▶ [Task prompt]
In the passage on detecting lead ions with a terahertz metasurface, explain in one to three sentences what the continuous metallic strips on both sides of the unit cell contribute.

-------- Given passage --------

Detection of lead ions solution-terahertz metasurface approach

Lead ions pollution is becoming a serious worldwide environmental problem. It is mainly due to human activities that infiltrate lead ions compounds into rivers such as lead-acid battery, causing the content of lead ions in the water to exceed the background value. It will cause harm to human body through food chain. Lead ions with non-biodegradability and high toxicity even at low concentrations can enter human body mainly through food chain, inadvertent intake, skin contact and respiration. When the human body ingests excessive lead ions, it will cause great harm to human health, and affect various human systems and organs such as nerve, hematopoiesis, digestion, urinary tract, reproduction and development, cardiovascular, endocrine, immune, bone. Therefore, for the perspective of environmental monitoring and human health, it is important to develop a sensitive, fast and simple technology for detecting lead ions solution. Traditional detection methods on lead ions include atomic absorption/emission spectroscopy, polarography and inductively coupled plasma mass spectrometry (ICP-MS). However, these methods usually require expensive equipment  and complex experimental technology, take a long measuring period, which make them difficult to real time detection, and are only suitable for laboratory analysis.

Terahertz(THz) wave has unique characteristics of low photon energy, excellent security and the nonionizing effect. THz time domain spectroscopy was used for concentration detection of heavy metals ions. In this method, the absorption peaks of THz spectrum will decrease quickly with the decreases of sample concentration, which limits the detection sensitivity and affects the detection accuracy. Recently, some researchers proposed to combine terahertz spectroscopy with plasmonic metasurface to improve the detection limits. Metasurfaces are promising tools that have facilitated precise screening and recognition of diverse molecules and biomolecule through substantial field confinement at subwavelength geometries. To improve transmission efficiency, a special type of flatland in a bow-tie shape has been investigated recently. Experimental results have demonstrated that the intense interaction between two closely spaced triangular slots leads to a strong field enhancement and localization compared to those of square and rectangular flatland with the same filling fraction. This intriguing feature allowed the bow-tie plasmonic metasurface detect targets in highly diluted solutions at low concentrations. However, most of the presently metasurfaces dramatically suffer from poor limit of detection (LoD) and moderate precision in the identification of ultralow-weight lead ions solution at very low densities.

This manuscipt demonstrated a modified bow-tie terahertz metasurface platform containing micron sized cavity with optimized the ratio of the quality factor Q to the effectively low mode volume Veff (Q/Veff) value. The structural unit is composed of mirror symmetrical metallic bow-tie in the middle and continuous metallic strip on both sides. Continuous metallic strip enhances the overall capacitance of metasurface unit cell, which allows the capacitive split gap cavity to store larger electromagnetic energy. When the continuous metal strip width is 25 μm and the gap size is 2 μm, the Q/Veff of the proposed bow-tie terahertz metasurface reaches a maximum of 2.2 μm-3 at 0.7 THz. For 4 µm thick analyte layer, the sensitivity is about 80 GHz/RIU, which is much higher than traditional bow-tie terahertz metasurface. For the detection of lead ion solution, the experimental results indicate that when the concentration of the lead ion solution ranges from 0.1 ng/mL to 20 ng/mL, the resonance frequency shift shows good linearity to the concentration of lead ion solution and LoD reaches to 0.1 ng/mL. It is expected to provide a new lead ion detection scheme for the field of environmental protection.

-------- The data --------

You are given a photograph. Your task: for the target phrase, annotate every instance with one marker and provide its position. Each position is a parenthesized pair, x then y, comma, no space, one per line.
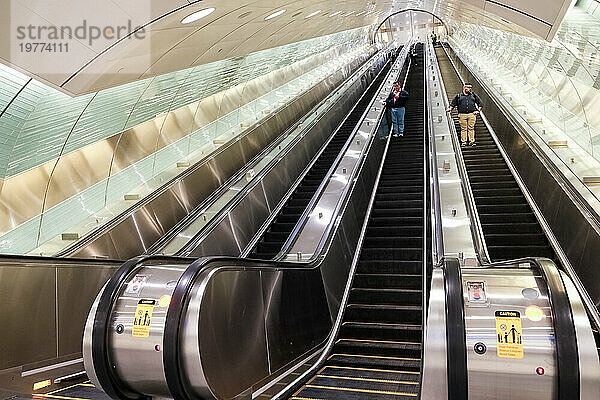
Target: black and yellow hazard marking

--------

▶ [Output below]
The continuous metallic strips raise the overall capacitance of the metasurface unit cell. This lets the capacitive split gap cavity store more electromagnetic energy.